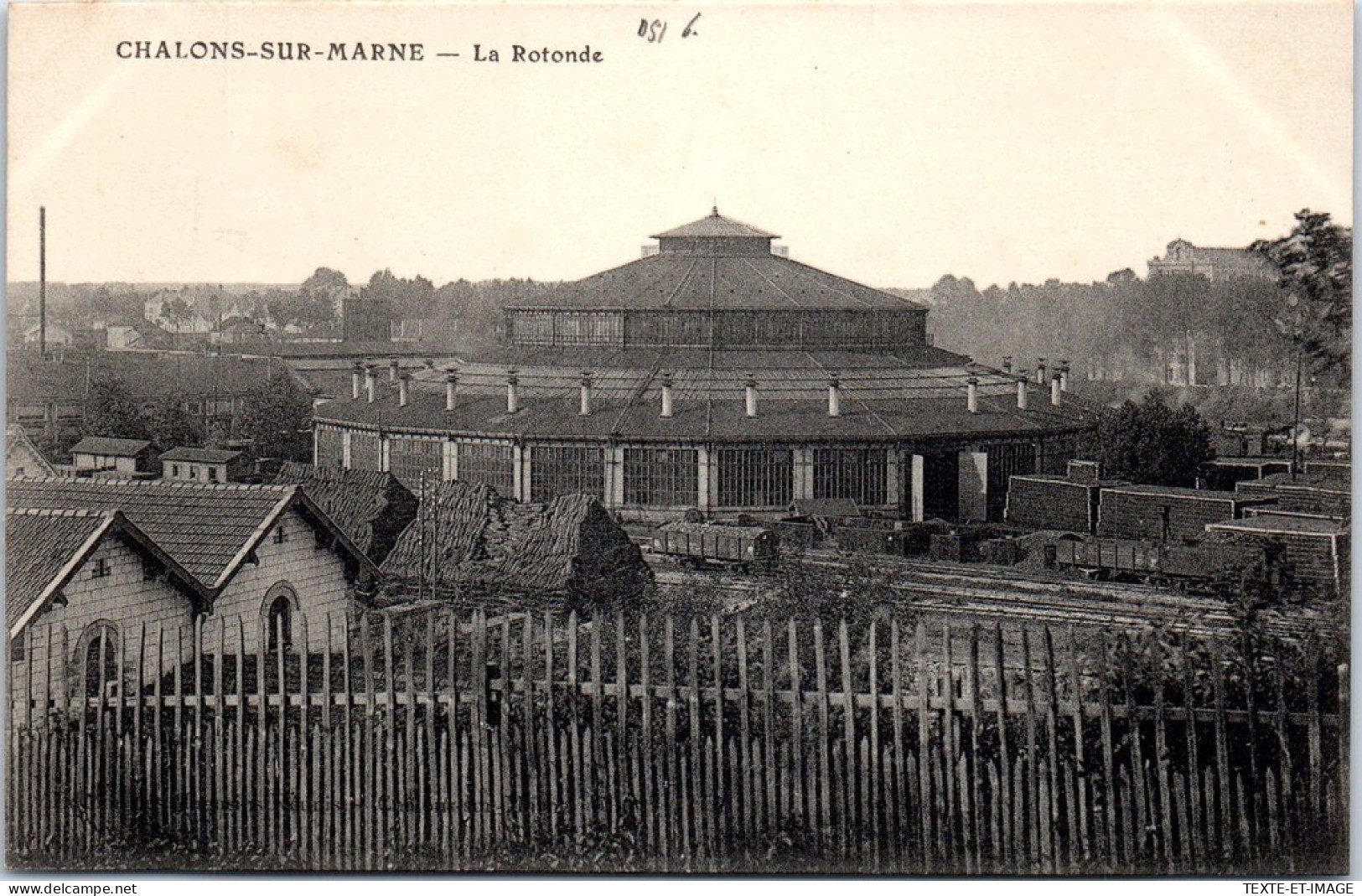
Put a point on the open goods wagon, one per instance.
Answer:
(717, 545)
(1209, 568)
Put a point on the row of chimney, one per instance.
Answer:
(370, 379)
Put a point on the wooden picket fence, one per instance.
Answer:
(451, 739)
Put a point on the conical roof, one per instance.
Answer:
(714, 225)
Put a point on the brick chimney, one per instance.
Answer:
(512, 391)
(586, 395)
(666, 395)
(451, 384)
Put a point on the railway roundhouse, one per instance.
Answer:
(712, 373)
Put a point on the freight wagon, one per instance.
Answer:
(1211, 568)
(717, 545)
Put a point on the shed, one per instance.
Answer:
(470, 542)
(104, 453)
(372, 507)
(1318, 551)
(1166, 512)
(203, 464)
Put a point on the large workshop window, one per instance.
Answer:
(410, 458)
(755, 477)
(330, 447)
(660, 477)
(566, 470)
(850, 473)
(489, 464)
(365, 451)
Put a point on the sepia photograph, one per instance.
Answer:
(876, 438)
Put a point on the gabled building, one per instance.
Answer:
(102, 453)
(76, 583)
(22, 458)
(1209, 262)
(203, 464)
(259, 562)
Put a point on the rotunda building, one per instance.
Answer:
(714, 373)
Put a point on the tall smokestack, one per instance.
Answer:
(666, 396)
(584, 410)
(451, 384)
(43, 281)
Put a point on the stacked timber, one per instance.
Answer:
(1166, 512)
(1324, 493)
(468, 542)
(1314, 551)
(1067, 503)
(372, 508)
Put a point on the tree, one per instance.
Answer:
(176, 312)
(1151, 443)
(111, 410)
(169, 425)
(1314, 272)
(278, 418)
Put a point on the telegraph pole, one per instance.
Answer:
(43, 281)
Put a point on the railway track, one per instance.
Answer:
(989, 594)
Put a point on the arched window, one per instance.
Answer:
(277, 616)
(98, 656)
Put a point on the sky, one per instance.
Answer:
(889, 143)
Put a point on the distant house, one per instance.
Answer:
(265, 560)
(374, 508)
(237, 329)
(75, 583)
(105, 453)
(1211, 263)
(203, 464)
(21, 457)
::::
- [Problem to solve] Please write out again the records from the line with "Put a point on the tree, one per instance." through the end of the records, with the requests included, and shift every coordinate in the answers by adding -137 to each number.

- [Exercise response]
Put a point on the tree, one per instance.
Answer:
(39, 175)
(1014, 306)
(-26, 273)
(32, 288)
(1177, 135)
(141, 281)
Put a point on the telegraph pole, one per instance.
Answer:
(-94, 144)
Put a point on the railway track, one per instance.
Answer:
(852, 457)
Put a point on the arched window, one per instance.
Answer:
(140, 479)
(-39, 519)
Put a point on the sky, one per instance.
Answer:
(752, 6)
Put a point on the distant house, one per instance.
Answer:
(128, 423)
(237, 371)
(100, 192)
(-62, 446)
(-32, 316)
(1074, 126)
(66, 327)
(-116, 320)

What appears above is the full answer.